Stored items:
-- begin --

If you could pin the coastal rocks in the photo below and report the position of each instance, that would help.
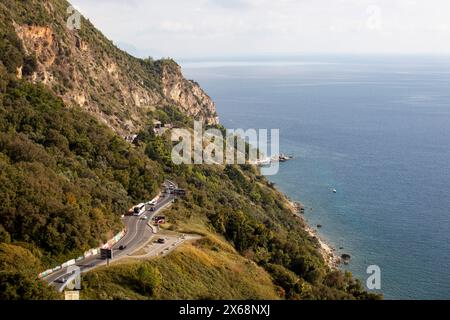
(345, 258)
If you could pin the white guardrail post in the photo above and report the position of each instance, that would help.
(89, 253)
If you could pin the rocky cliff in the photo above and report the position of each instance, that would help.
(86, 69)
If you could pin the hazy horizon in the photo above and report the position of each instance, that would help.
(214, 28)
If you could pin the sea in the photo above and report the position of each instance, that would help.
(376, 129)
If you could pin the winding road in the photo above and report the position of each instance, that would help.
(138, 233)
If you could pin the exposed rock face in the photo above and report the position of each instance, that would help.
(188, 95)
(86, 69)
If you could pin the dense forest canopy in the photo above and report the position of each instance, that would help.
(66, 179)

-- end --
-- begin --

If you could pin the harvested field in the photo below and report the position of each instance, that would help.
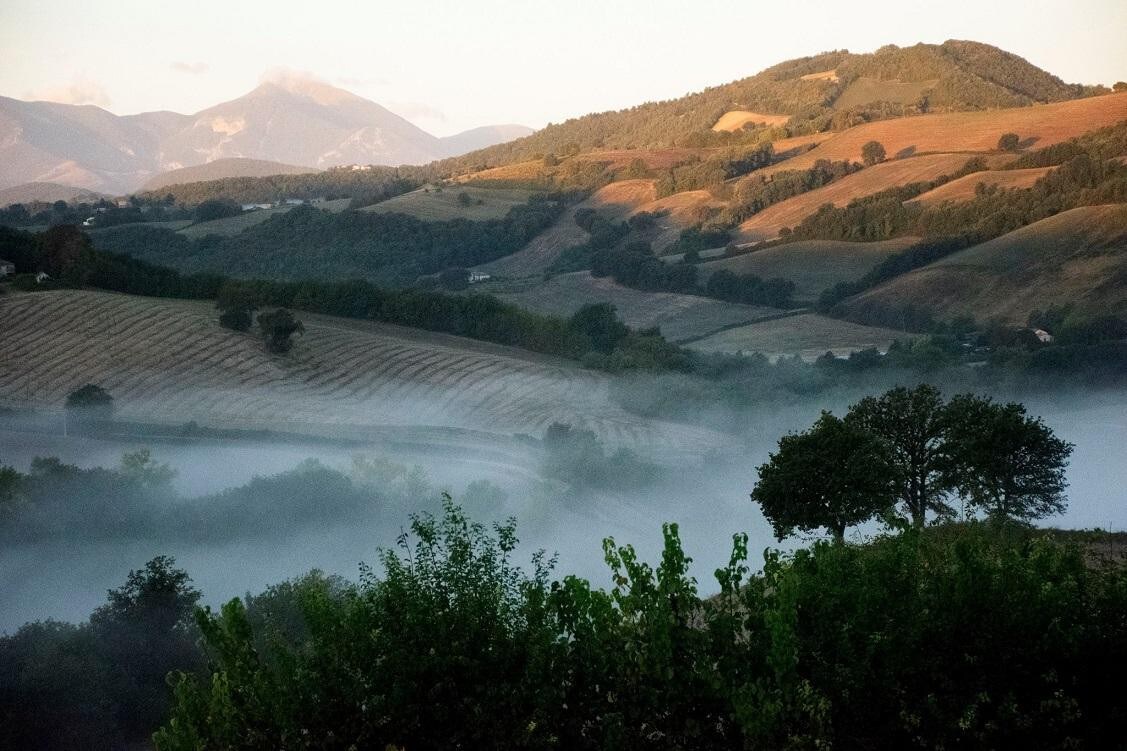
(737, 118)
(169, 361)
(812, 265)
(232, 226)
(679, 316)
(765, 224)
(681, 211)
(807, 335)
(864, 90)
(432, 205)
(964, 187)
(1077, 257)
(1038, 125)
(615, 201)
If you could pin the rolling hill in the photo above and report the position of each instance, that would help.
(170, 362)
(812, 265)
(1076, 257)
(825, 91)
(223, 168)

-- end --

#### Aim of the exercise:
Count the lines in the listing that contain the string "below", and give only that number.

#### Full response:
2